**Исходный текст**
----------
Хрущев был милостив настолько, что поручил Суслову предварительно побеседовать с беллетристом в душеспасительном ключе.
Суслов побеседовал. О реакции Гроссмана на беседу доложил через некоторое время опять же главный КГБешник. И этот документ предъявлен в фильме. Глаз успевает выхватить несколько строчек: «Перерешать это нельзя. Значит изменить судьбу рукописи может только государственный переворот. Иного способа уже нет. Все решено... У меня не было волнения. Тоска была. Я по правде говоря, и не слушал, что они говорят. Я понял, что я умер».
Ниже синими чернилами: «Хрущев ознакомился». И роспись.
Вышло так, что Хрущев ознакомился с тем, что человек умер. Будучи живым.
Следом дается синхрон Наума Коржавина: «Это было убийство. Человека и его роман задушили в подворотне».
***
Далее из фильма становится понятно, почему задушили. Автор картины  обнаружила несколько листков с записью, сделанной Гроссманом по горячим следам после беседы с Сусловым. К своему удивлению и к удивлению многих, думаю, она не нашла в них тех слов, что многократно были повторены: «роман можно будет опубликовать через двести триста лет».
----------
**Предоставленный материал**
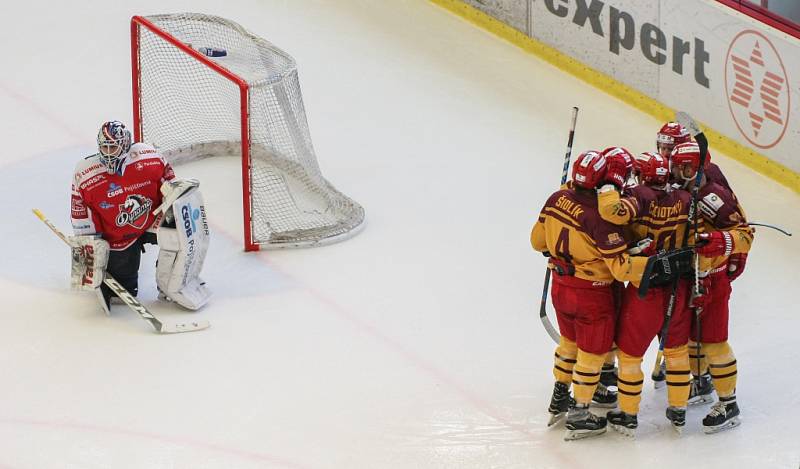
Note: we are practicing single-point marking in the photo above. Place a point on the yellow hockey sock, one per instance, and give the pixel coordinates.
(586, 375)
(722, 365)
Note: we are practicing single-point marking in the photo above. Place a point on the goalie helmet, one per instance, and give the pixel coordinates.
(671, 134)
(651, 169)
(113, 142)
(589, 169)
(685, 160)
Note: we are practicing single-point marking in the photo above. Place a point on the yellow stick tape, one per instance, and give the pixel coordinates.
(624, 93)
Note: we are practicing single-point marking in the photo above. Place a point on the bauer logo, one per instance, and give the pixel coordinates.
(757, 89)
(134, 211)
(190, 217)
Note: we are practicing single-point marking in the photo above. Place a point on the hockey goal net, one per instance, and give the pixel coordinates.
(204, 86)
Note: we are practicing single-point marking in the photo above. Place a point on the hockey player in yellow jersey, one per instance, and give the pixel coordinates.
(587, 255)
(652, 211)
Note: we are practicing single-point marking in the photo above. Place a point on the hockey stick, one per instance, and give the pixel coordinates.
(548, 326)
(691, 221)
(129, 299)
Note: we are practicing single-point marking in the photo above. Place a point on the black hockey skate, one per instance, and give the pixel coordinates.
(660, 377)
(622, 422)
(677, 417)
(604, 397)
(608, 375)
(724, 415)
(582, 424)
(560, 403)
(701, 389)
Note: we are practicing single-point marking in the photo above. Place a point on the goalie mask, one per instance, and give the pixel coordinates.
(671, 134)
(113, 142)
(651, 169)
(589, 169)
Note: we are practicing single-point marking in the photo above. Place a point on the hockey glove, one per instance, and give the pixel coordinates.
(736, 265)
(716, 243)
(669, 266)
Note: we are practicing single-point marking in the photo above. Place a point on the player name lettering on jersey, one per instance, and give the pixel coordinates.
(119, 205)
(571, 208)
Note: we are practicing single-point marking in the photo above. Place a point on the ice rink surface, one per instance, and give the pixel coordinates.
(415, 344)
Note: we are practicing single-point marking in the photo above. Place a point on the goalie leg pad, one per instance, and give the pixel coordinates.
(183, 246)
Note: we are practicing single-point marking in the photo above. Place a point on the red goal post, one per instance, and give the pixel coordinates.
(244, 101)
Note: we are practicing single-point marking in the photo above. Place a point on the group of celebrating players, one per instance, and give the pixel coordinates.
(598, 232)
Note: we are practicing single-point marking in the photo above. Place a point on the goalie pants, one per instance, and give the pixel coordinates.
(715, 353)
(124, 266)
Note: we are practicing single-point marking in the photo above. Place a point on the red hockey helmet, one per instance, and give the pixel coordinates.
(589, 169)
(685, 160)
(652, 168)
(671, 134)
(622, 152)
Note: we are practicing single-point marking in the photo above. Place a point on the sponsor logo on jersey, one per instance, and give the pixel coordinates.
(91, 168)
(78, 209)
(114, 189)
(134, 211)
(758, 89)
(614, 238)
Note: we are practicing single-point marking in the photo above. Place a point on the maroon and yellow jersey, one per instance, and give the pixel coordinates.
(648, 213)
(571, 229)
(720, 210)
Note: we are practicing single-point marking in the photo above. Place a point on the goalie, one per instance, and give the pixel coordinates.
(124, 197)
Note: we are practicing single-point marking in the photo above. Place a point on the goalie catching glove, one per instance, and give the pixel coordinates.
(183, 238)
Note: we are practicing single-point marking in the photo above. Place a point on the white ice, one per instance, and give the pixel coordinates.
(417, 343)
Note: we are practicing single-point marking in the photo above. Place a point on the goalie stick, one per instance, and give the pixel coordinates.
(129, 299)
(548, 326)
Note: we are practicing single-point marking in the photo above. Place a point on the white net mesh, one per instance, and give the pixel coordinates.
(190, 111)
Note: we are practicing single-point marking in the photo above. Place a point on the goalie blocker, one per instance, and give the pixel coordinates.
(183, 238)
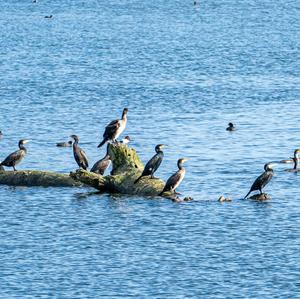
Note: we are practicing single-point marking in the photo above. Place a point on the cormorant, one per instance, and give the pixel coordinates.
(231, 127)
(115, 128)
(100, 166)
(126, 140)
(262, 180)
(79, 154)
(64, 144)
(174, 180)
(16, 157)
(153, 164)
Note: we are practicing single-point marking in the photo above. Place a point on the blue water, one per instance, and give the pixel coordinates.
(184, 72)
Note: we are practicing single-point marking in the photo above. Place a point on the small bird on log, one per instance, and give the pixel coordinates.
(101, 165)
(153, 164)
(16, 157)
(262, 180)
(64, 144)
(174, 180)
(231, 127)
(115, 128)
(79, 154)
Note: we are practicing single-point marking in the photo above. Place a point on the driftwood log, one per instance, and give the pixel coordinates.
(126, 168)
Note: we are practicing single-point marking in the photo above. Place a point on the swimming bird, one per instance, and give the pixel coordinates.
(79, 154)
(64, 144)
(262, 180)
(16, 157)
(115, 128)
(153, 164)
(231, 127)
(101, 165)
(174, 180)
(126, 140)
(295, 159)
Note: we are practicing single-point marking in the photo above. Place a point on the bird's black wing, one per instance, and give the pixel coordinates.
(10, 159)
(152, 165)
(84, 157)
(172, 180)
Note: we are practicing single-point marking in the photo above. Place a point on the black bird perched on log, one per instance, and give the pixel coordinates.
(231, 127)
(64, 144)
(101, 165)
(79, 154)
(174, 180)
(262, 180)
(16, 157)
(153, 164)
(115, 128)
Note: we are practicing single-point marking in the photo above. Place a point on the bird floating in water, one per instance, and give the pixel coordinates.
(262, 180)
(153, 164)
(174, 180)
(126, 140)
(231, 127)
(16, 157)
(115, 128)
(79, 154)
(294, 160)
(64, 144)
(101, 165)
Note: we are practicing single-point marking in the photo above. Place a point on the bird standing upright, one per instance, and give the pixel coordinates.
(153, 164)
(16, 157)
(174, 180)
(262, 180)
(115, 128)
(79, 154)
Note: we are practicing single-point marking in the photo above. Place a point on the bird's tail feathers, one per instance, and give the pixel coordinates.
(102, 142)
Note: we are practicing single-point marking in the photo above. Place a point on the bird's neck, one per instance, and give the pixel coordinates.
(124, 116)
(22, 147)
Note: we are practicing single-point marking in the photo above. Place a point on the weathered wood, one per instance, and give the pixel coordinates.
(37, 178)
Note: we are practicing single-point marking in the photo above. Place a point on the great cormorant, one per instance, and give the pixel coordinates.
(115, 128)
(79, 154)
(64, 144)
(153, 164)
(231, 127)
(174, 180)
(101, 165)
(262, 180)
(16, 157)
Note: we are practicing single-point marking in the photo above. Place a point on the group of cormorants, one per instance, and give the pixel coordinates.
(112, 131)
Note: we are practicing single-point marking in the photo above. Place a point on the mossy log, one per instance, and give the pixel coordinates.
(37, 178)
(126, 168)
----------
**Короткое задание 1**
Повторите дословно отрывок из текста о рукописи Гроссмана от «Суслов побеседовал. О» до «умер. Будучи живым.».
**Короткое задание 2**
Продолжите текст о рукописи Гроссмана с того места, на котором он заканчивается.
Материал существует отдельно от текста о рукописи Гроссмана.

**Ответ на задание 1**
Суслов побеседовал. О реакции Гроссмана на беседу доложил через некоторое время опять же главный КГБешник. И этот документ предъявлен в фильме. Глаз успевает выхватить несколько строчек: «Перерешать это нельзя. Значит изменить судьбу рукописи может только государственный переворот. Иного способа уже нет. Все решено... У меня не было волнения. Тоска была. Я по правде говоря, и не слушал, что они говорят. Я понял, что я умер».
Ниже синими чернилами: «Хрущев ознакомился». И роспись.
Вышло так, что Хрущев ознакомился с тем, что человек умер. Будучи живым.

**Ответ на задание 2**
Это скорее всего апокриф. Но возник он, конечно же, не на пустом месте. Тот же Суслов, по свидетельству самого Гроссмана, сказал другое: «Зачем же нам к тем  атомным бомбам, которые готовят для нас враги наши, добавлять еще вашу книгу».  
От Елены Якович последовала ремарка: «Когда еще так высоко ценили литературу...».
В приговоре Суслова значилось: «Ваша книга несравнимо опаснее «Доктора Живаго». Напечатать ее невозможно. Мы ее не уничтожим. Пусть лежит».
Видимо главный идеологический вертухай страны был уверен, что ребята с Лубянки сработали чисто, что все экземпляры романа до последней строчки заперты в стальных сейфах. Но он ошибся. Автор оказался не таким простаком, каким представлялся и сотрудникам КГБ, и своим коллегам. Пару экземпляров он утаил. Один из них сбежал заграницу и вернулся книгой в страну в 1988-м году.
***
Выход рукописи на свободу стал логичным завершением фильма о ее приключениях. Сотрудники архива КГБ торжественно выносили папки с материалами книги. Ими загромоздили два сдвинутых стола. Оказалось, что рукописи не только не горят, но не умирают.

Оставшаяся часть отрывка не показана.